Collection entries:
○ ○ ○ ○ ○

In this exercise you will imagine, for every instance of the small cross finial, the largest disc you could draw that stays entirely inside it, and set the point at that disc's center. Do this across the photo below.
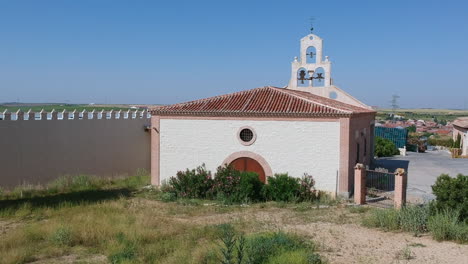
(312, 24)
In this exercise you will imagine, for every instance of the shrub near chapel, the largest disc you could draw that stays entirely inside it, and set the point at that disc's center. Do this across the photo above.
(195, 183)
(232, 185)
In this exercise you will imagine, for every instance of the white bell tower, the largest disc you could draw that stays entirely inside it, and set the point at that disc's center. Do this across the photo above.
(312, 73)
(311, 63)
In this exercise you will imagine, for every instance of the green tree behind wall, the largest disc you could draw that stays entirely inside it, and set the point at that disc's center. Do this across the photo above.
(385, 148)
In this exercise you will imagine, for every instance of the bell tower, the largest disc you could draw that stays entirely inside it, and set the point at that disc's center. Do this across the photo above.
(311, 72)
(311, 69)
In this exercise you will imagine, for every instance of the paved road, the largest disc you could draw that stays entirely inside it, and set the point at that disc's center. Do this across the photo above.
(424, 168)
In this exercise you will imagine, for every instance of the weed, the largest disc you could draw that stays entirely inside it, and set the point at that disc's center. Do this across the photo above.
(358, 209)
(385, 219)
(416, 245)
(62, 236)
(444, 225)
(414, 219)
(405, 254)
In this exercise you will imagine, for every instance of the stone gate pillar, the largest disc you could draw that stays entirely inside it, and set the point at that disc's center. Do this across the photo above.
(401, 180)
(360, 184)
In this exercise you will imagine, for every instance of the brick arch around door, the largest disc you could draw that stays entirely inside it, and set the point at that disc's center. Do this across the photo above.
(250, 161)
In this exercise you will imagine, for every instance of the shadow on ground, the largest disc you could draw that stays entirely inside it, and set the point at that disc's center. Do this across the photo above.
(391, 164)
(69, 199)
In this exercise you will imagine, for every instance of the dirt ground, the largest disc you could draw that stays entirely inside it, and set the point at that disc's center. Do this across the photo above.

○ ○ ○ ○ ○

== What needs to be done ==
Could you output exactly the lines from the one containing "of the shadow" to the end of the entries above, both included, and no others?

== Exercise result ==
In this exercise you will imagine, for every instance of the shadow on ground, the largest disc you could draw that stays entirely inside it, and set the point at that disc's center. Do this across the photo above.
(391, 164)
(69, 199)
In this exercise you will imagine, for every instance of the dirt ground, the largest disc you could draw that stays entirely inside it, and set the point at that disc's center. Do this across the photo above.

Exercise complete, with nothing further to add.